>> start PASSAGE SHOWN

/nlp-ultimate

Natural Language Processing (in Python) Ultimate Guide - Courtesy of GDG Nairobi

Primary LanguageJupyter Notebook

Natural Language Processing In Python

Be sure to have experience in python fundamental syntax. This guide assumes it's user is on Ubuntu or Debian Platform.

Pre-requisites

  • Install and configure Git
  • Signup for GitHub account
  • Install and configure virtual environment and virtual wrapper (Try Anacoda)
  • Docker containerization

Tricks and Magic

  • Operations with strings
  • Pattern matching with regular expressions
  • Web scrapping (requests, urllib, Beautiful Soup)
  • Data Serialization (simplejson and pickle)
  • Input/Output (file-systems and database systems)
  • Multi-Threading
  • Multi-Processing
  • Asyncio
  • Using Celery[Redis] for batch processing
  • Getting started with Numpy, Pandas
  • Visualization with Matplotlib
  • Word cloud diagrams

DevOps (Data Handling)

  • Data preparation and acquisation
  • Data assessment and cleaning
  • Data aggregation
  • Exploratory Data Analysis

Neural Networks

  • Example (statistical) model (Keras/Tensorflow/Scikit-learn)

NLP

  • Getting started with NLTK, Spacy, TextBlob, Polyglot, CoreNLP, Gensim

Python Environment Setup

NOTE

$ denotes terminal input
>>> denotes input within python environment
In [n]: denotes input within ipython environment

Packages update and ugrade

$ sudo apt update && sudo apt upgrade -y

build dependancies

$ sudo apt install build-essential software-properties-common -y sudo apt install libncurses5-dev libgdbm-dev libnss3-dev libssl-dev libreadline-dev libffi-dev wget libsqlite3-dev sqlite3 -y

If you are on Debian, then you need to install zlib.

$ sudo apt install zlib1g-dev -y

Download preferred python flavor source tarball.

$ wget https://www.python.org/ftp/python/3.7.4/Python-3.7.4.tgz
Alternatively
$ curl -O https://www.python.org/ftp/python/3.7.4/Python-3.7.4.tgz

Unzip the tarball.

$ tar -xzvf Python-3.7.4.tgz

Configure the build the source.

>> end PASSAGE SHOWN
>> start DATA EXCERPTS

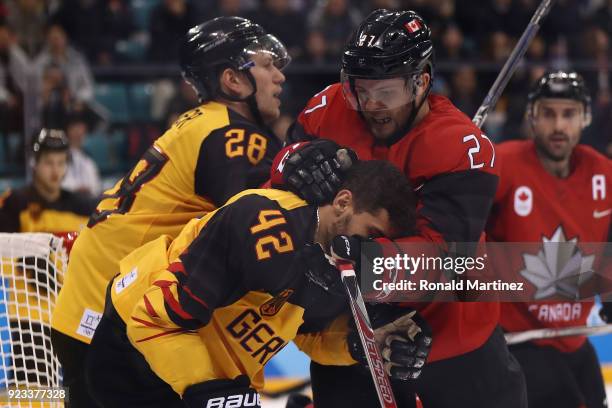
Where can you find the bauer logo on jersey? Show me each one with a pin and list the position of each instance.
(89, 322)
(523, 201)
(126, 281)
(272, 306)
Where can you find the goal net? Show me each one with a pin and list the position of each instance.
(32, 269)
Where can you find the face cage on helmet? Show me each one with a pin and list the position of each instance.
(373, 95)
(267, 45)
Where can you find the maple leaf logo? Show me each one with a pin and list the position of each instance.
(560, 268)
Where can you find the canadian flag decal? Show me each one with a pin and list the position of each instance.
(413, 26)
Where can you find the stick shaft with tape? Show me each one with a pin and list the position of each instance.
(366, 334)
(510, 66)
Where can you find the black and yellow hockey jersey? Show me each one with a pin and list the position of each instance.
(24, 210)
(209, 154)
(227, 294)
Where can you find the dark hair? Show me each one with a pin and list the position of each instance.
(377, 185)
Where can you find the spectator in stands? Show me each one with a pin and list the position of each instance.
(453, 45)
(28, 20)
(277, 17)
(13, 70)
(316, 51)
(55, 97)
(96, 26)
(73, 65)
(337, 20)
(221, 8)
(43, 206)
(82, 175)
(170, 20)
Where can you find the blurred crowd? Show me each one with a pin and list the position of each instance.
(49, 47)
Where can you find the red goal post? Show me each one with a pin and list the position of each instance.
(32, 268)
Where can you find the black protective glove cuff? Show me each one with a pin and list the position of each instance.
(316, 171)
(403, 337)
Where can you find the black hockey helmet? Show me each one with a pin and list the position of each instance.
(226, 42)
(49, 140)
(561, 85)
(387, 44)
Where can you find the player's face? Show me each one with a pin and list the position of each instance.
(385, 104)
(557, 125)
(269, 80)
(50, 169)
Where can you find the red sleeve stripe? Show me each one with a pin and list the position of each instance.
(175, 267)
(179, 267)
(194, 297)
(147, 323)
(171, 301)
(150, 310)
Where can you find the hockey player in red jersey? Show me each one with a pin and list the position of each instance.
(383, 110)
(553, 189)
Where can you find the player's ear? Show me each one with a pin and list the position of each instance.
(587, 117)
(232, 82)
(422, 82)
(342, 202)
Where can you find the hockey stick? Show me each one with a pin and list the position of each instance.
(521, 337)
(510, 66)
(366, 334)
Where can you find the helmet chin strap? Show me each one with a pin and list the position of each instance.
(250, 100)
(402, 131)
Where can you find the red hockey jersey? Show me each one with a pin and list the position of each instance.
(451, 164)
(532, 205)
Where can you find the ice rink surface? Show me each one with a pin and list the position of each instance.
(280, 402)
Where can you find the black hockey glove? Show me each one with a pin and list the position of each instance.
(321, 270)
(404, 339)
(606, 312)
(313, 170)
(222, 393)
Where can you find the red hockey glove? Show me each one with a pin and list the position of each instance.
(313, 170)
(403, 337)
(606, 312)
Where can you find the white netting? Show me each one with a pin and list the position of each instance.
(32, 269)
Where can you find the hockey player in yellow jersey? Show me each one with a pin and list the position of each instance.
(192, 322)
(209, 154)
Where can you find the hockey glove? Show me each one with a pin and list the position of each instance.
(321, 270)
(404, 339)
(606, 312)
(313, 170)
(222, 393)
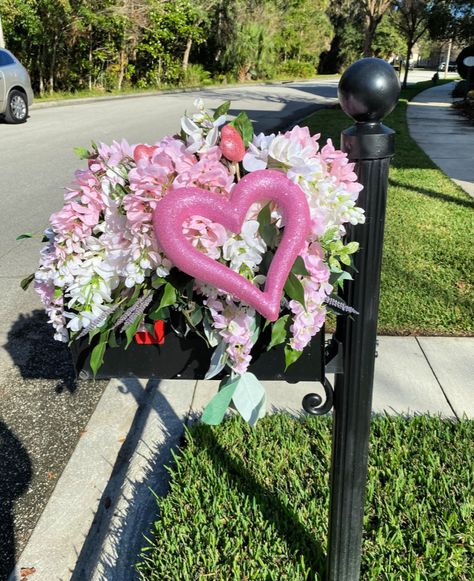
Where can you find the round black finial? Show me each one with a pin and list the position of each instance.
(369, 90)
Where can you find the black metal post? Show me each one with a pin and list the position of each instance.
(368, 91)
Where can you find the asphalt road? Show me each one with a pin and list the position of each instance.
(42, 408)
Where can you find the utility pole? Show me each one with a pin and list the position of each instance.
(2, 38)
(448, 58)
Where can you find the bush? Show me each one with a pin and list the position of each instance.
(196, 75)
(294, 68)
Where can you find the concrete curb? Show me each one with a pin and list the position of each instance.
(431, 121)
(94, 523)
(90, 488)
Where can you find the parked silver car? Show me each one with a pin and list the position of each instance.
(16, 94)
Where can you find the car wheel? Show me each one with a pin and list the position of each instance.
(17, 107)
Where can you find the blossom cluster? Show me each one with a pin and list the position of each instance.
(101, 254)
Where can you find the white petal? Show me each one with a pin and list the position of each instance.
(252, 163)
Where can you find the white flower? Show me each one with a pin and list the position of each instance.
(245, 249)
(202, 131)
(257, 154)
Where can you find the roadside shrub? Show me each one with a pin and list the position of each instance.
(196, 75)
(294, 68)
(460, 90)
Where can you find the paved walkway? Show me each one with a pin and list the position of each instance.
(94, 521)
(444, 134)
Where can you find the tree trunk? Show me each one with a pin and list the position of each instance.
(121, 69)
(370, 28)
(407, 63)
(2, 38)
(53, 66)
(90, 59)
(187, 52)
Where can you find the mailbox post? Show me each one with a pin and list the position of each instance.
(368, 91)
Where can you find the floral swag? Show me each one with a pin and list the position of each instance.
(103, 275)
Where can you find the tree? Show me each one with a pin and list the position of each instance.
(411, 17)
(374, 11)
(452, 20)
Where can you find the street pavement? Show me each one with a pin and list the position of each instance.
(444, 134)
(43, 409)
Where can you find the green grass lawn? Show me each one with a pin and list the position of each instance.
(427, 275)
(253, 503)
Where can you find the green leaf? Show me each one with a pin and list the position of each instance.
(81, 152)
(351, 247)
(345, 259)
(244, 126)
(291, 355)
(278, 332)
(169, 296)
(214, 412)
(159, 314)
(25, 283)
(264, 216)
(334, 264)
(196, 316)
(329, 235)
(132, 329)
(339, 278)
(97, 355)
(158, 282)
(248, 397)
(299, 267)
(267, 230)
(294, 289)
(222, 109)
(218, 361)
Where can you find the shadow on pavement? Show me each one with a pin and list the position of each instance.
(37, 355)
(16, 473)
(127, 507)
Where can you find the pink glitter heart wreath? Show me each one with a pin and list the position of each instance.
(263, 185)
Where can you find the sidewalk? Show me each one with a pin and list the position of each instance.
(92, 526)
(444, 134)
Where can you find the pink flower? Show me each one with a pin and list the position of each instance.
(206, 236)
(232, 145)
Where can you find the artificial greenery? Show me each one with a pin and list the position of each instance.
(427, 276)
(253, 503)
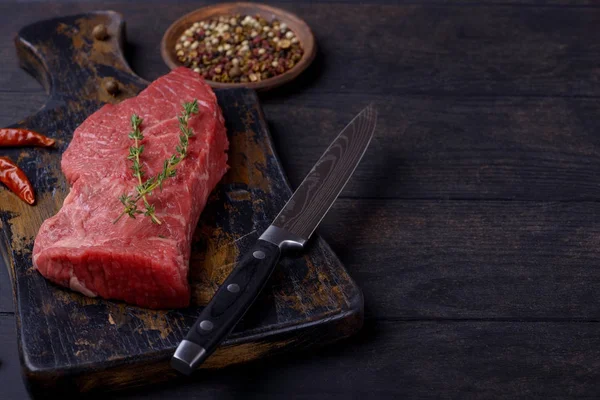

>> end DATA EXCERPTS

SET TASKS
(a) In the NLP guide, what extra package must Debian users install?
(b) Reproduce the NLP guide word for word from "Natural Language Processing (in" to "or Debian Platform.".
Rely only on the NLP guide.

RESPONSES PER TASK
(a) zlib, installed with `sudo apt install zlib1g-dev -y`.

(b)
Natural Language Processing (in Python) Ultimate Guide - Courtesy of GDG Nairobi

Primary LanguageJupyter Notebook

Natural Language Processing In Python

Be sure to have experience in python fundamental syntax. This guide assumes it's user is on Ubuntu or Debian Platform.